## Texto fornecido:
┌────────

A incômoda independência do banco central

Um vento gelado tomava conta do Arco do Teles. Apesar disso, todas as cadeiras estavam ocupadas entre as ruelas do espaço, no centro do Rio. Seria assim apenas o início do final de semana, um descanso merecido do trabalho e dos estudos. Seria, não fosse o banco central. A autoridade monetária chegou à mesa pelos lábios de Camila, minha amiga de longa data, que estava de volta à ex-capital, após algumas temporadas em Zurique. Não, Camila não é economista: é designer. De coisas melhores do que bancos centrais independentes: de móveis. Aquelas peças maravilhosas que todo mundo gostaria de ter na sala de estar ou na varanda, para recepcionar os amigos. Camila, entretanto, deixou o trabalho que me dá inveja de lado e lançou a pergunta no ar: o que vocês acham dessa estória de independência do banco central?

Há um prólogo, é claro. Entre um gole e outro de um belo exemplar da uva pinot noir, o papo era animado e todo ele direcionado para a campanha eleitoral. Havia o Marcos, "petista de longa data"; havia a Bia, "marinada pelas circunstâncias"; havia eu, "economista ortodoxo tucano neoliberal que não gosta de crianças"; e havia a Camila, sem partido ou rótulos que possam lhe desmerecer antes mesmo de balbuciar qualquer palavra.

O horário eleitoral entrou na pauta pela Bia, cansada da dicotomia entre PT e PSDB, notadamente a melhor ofensiva dos marinados. Dei de ombro nesse instante porque, simplesmente, estava cansado demais para discutir política àquela altura. E sem economia no meio, tudo fica muito insosso para despertar meu interesse para a política brasileira.

Marcos, então, contra-argumenta pelas vias sociais do governo petista. Lista avanços, ignora retrocessos como o IDEB recém divulgado, se atendo ao nunca antes nesse país. A cereja no bolo é sempre clara: o governo do PT foi muito melhor do que FHC. O roteiro da crítica petista é tão sempre igual que me parece sair de uma cartilha, utilizada por todos os governistas e seus simpatizantes. O governo FHC parece  um porto seguro para o PT, um paraíso sobre o qual tudo, simplesmente tudo, parece ser defensável.  Tudo tão cansativo que preferi olhar o tumulto da sexta-feira, me concentrar no samba de fundo que àquela altura era de uma cadência desconcertantemente graciosa. Até que Camila me olha com ares de reprovação: e você, Vítor, não vai defender o PSDB?

└────────

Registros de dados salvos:
┌────────

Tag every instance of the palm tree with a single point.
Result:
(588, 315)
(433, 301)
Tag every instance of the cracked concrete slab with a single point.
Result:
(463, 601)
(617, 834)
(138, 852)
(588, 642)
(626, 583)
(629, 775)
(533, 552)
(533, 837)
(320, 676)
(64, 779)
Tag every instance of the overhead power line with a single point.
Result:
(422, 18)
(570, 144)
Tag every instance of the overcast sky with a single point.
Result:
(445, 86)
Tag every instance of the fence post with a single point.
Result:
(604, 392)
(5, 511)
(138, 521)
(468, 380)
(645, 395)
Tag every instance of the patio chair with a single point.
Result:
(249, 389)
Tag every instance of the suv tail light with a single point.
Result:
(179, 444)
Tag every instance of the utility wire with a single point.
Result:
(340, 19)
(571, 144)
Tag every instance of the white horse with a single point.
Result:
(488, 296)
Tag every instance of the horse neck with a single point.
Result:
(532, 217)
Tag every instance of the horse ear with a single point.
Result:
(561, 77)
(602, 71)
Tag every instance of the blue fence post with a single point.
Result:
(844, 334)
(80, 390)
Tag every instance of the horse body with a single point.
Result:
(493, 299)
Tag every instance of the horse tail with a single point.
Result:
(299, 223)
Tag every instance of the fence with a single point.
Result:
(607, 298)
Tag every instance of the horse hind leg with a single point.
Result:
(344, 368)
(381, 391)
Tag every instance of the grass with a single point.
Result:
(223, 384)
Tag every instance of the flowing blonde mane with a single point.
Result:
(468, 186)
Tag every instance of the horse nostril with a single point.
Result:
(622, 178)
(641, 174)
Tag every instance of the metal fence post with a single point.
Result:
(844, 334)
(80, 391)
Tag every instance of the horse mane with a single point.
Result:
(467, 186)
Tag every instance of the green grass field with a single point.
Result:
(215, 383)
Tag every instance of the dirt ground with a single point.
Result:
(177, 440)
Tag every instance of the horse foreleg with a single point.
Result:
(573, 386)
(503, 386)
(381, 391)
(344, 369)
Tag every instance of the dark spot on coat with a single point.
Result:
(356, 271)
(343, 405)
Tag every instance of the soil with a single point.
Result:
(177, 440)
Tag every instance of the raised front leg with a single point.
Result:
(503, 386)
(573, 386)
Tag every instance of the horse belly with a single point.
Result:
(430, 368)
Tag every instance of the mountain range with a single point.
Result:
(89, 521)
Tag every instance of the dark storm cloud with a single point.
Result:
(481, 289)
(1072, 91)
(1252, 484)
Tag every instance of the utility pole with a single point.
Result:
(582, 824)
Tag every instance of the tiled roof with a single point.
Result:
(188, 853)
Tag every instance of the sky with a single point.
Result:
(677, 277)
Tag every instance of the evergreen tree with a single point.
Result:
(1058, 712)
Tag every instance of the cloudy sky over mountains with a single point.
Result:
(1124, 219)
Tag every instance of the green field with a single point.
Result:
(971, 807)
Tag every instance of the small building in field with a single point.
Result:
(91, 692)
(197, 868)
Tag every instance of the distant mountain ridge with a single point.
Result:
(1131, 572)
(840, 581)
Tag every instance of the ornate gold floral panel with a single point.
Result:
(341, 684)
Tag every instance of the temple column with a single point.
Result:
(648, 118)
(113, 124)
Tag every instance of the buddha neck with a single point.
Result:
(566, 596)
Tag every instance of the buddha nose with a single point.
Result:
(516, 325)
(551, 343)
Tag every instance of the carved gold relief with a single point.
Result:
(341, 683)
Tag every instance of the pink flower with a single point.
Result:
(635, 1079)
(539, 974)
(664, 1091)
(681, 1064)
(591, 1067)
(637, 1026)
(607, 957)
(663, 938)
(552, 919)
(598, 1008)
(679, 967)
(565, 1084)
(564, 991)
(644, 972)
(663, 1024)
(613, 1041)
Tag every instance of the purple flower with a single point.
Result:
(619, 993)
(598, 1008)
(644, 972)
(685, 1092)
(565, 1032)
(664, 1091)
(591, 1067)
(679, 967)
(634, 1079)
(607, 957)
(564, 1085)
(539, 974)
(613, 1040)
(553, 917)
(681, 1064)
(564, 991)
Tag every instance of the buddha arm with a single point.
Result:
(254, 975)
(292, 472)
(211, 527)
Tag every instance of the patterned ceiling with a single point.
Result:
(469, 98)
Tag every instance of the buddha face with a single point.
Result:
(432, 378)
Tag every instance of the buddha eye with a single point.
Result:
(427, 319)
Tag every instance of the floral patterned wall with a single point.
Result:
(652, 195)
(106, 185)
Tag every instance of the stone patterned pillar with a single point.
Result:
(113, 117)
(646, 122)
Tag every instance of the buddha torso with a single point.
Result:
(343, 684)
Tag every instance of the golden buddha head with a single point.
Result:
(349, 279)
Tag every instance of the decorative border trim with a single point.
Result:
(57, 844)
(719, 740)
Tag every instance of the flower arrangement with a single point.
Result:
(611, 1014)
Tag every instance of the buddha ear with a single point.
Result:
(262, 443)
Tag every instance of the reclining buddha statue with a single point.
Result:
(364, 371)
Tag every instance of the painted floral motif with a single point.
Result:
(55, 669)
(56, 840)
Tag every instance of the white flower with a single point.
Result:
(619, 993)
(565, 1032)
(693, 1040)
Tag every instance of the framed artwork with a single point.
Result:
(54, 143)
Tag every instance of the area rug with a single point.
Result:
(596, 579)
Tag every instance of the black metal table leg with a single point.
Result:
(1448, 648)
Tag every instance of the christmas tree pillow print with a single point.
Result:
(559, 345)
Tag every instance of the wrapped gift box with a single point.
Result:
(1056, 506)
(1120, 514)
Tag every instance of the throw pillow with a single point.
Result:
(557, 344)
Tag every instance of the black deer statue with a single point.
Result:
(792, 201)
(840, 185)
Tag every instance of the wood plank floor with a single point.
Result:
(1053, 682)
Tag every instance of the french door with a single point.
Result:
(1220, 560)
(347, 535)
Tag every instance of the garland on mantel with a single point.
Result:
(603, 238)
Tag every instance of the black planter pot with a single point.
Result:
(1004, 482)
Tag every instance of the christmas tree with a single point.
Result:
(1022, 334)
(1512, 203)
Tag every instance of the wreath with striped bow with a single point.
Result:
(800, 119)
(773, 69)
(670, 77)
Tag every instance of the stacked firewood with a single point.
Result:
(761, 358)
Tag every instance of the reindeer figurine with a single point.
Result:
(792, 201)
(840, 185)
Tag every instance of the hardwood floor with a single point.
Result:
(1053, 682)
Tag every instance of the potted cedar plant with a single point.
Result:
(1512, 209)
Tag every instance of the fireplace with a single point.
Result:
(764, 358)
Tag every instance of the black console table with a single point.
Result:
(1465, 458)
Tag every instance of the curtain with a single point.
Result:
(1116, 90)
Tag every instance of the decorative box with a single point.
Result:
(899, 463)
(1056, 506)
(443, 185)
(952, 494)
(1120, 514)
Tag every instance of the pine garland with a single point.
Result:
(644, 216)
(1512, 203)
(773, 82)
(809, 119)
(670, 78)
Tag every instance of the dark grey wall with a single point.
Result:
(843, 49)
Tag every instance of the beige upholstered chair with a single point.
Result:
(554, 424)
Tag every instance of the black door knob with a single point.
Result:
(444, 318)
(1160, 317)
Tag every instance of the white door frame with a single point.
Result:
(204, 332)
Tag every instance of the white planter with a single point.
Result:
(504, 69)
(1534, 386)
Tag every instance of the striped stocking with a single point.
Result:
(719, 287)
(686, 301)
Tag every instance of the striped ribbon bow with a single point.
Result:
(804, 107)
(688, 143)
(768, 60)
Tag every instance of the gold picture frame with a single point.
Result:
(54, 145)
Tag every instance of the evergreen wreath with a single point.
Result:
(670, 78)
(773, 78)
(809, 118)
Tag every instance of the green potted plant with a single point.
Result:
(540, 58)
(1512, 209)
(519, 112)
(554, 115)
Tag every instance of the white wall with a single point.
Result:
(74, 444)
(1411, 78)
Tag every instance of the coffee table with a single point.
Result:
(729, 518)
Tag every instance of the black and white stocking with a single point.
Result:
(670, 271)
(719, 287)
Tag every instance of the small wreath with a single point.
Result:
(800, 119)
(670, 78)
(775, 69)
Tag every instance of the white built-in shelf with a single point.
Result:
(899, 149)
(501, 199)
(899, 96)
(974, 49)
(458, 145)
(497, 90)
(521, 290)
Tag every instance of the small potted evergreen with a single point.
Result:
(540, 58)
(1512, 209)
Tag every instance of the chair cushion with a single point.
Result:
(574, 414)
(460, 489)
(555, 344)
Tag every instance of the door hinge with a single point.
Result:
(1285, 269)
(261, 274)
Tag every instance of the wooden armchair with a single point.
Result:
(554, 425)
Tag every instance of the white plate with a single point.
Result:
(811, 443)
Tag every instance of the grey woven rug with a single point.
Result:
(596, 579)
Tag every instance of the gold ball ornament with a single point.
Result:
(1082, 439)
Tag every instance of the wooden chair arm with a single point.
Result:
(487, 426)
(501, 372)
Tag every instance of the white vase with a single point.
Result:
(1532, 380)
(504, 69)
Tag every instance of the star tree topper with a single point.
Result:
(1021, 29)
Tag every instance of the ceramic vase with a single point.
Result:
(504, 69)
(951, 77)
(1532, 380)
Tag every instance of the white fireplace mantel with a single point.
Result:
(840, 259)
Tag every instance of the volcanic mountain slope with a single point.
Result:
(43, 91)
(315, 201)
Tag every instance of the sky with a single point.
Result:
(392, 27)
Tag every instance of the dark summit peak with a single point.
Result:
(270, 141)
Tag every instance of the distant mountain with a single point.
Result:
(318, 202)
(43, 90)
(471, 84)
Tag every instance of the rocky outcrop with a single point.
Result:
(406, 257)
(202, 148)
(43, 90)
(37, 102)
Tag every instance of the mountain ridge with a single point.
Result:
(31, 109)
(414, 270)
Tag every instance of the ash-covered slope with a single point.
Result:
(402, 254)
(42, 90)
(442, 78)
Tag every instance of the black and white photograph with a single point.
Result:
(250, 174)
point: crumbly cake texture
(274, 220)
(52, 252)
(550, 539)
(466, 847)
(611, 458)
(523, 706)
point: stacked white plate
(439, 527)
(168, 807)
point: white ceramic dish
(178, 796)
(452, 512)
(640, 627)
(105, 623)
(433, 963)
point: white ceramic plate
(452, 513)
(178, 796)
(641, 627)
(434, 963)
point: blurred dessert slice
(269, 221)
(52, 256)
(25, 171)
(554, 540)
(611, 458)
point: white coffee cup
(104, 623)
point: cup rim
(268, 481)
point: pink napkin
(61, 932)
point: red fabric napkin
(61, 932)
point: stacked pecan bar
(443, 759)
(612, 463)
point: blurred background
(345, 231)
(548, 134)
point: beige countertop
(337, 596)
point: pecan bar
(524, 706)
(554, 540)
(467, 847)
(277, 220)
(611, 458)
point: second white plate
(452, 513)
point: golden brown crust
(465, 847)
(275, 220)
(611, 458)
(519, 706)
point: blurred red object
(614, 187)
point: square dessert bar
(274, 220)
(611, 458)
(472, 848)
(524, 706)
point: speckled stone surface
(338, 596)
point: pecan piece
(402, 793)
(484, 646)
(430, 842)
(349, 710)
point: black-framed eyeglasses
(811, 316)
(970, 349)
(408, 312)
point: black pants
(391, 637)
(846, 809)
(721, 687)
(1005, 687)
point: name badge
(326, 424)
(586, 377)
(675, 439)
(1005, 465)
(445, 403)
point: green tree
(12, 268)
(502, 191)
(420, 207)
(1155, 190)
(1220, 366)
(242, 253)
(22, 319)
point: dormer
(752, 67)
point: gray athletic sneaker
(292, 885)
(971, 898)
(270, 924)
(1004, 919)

└────────

## Tarefa 1:
Reproduza, do texto sobre a independência do banco central, tudo o que vai de "Um vento gelado tomava" até "do banco central?", sem alterar nada.
## Tarefa 2:
Transcreva, sem alterar nada, tudo o que vai da linha dos registros que contém "Tag every instance of the black and white photograph" até o fim dos registros, incluindo essa primeira linha e a última.
Os registros não têm relação alguma com o texto.

## Resposta completa 1:
Um vento gelado tomava conta do Arco do Teles. Apesar disso, todas as cadeiras estavam ocupadas entre as ruelas do espaço, no centro do Rio. Seria assim apenas o início do final de semana, um descanso merecido do trabalho e dos estudos. Seria, não fosse o banco central. A autoridade monetária chegou à mesa pelos lábios de Camila, minha amiga de longa data, que estava de volta à ex-capital, após algumas temporadas em Zurique. Não, Camila não é economista: é designer. De coisas melhores do que bancos centrais independentes: de móveis. Aquelas peças maravilhosas que todo mundo gostaria de ter na sala de estar ou na varanda, para recepcionar os amigos. Camila, entretanto, deixou o trabalho que me dá inveja de lado e lançou a pergunta no ar: o que vocês acham dessa estória de independência do banco central?

## Resposta completa 2:
Tag every instance of the black and white photograph with a single point.
Result:
(250, 174)
point: crumbly cake texture
(274, 220)
(52, 252)
(550, 539)
(466, 847)
(611, 458)
(523, 706)
point: stacked white plate
(439, 527)
(168, 807)
point: white ceramic dish
(178, 796)
(452, 512)
(640, 627)
(105, 623)
(433, 963)
point: white ceramic plate
(452, 513)
(178, 796)
(641, 627)
(434, 963)
point: blurred dessert slice
(269, 221)
(52, 256)
(25, 171)
(554, 540)
(611, 458)
point: white coffee cup
(104, 623)
point: cup rim
(268, 481)
point: pink napkin
(61, 932)
point: red fabric napkin
(61, 932)
point: stacked pecan bar
(443, 759)
(612, 463)
point: blurred background
(345, 231)
(548, 134)
point: beige countertop
(337, 596)
point: pecan bar
(524, 706)
(554, 540)
(467, 847)
(277, 220)
(611, 458)
point: second white plate
(452, 513)
point: golden brown crust
(465, 847)
(275, 220)
(611, 458)
(519, 706)
point: blurred red object
(614, 187)
point: square dessert bar
(274, 220)
(611, 458)
(472, 848)
(524, 706)
point: speckled stone surface
(338, 596)
point: pecan piece
(402, 793)
(484, 646)
(430, 842)
(349, 710)
point: black-framed eyeglasses
(811, 316)
(970, 349)
(408, 312)
point: black pants
(391, 637)
(846, 809)
(721, 687)
(1005, 687)
point: name badge
(326, 424)
(586, 377)
(675, 439)
(1005, 465)
(445, 403)
point: green tree
(12, 268)
(502, 191)
(420, 207)
(1155, 190)
(1220, 366)
(242, 253)
(22, 319)
point: dormer
(752, 67)
point: gray athletic sneaker
(292, 885)
(971, 898)
(270, 924)
(1004, 919)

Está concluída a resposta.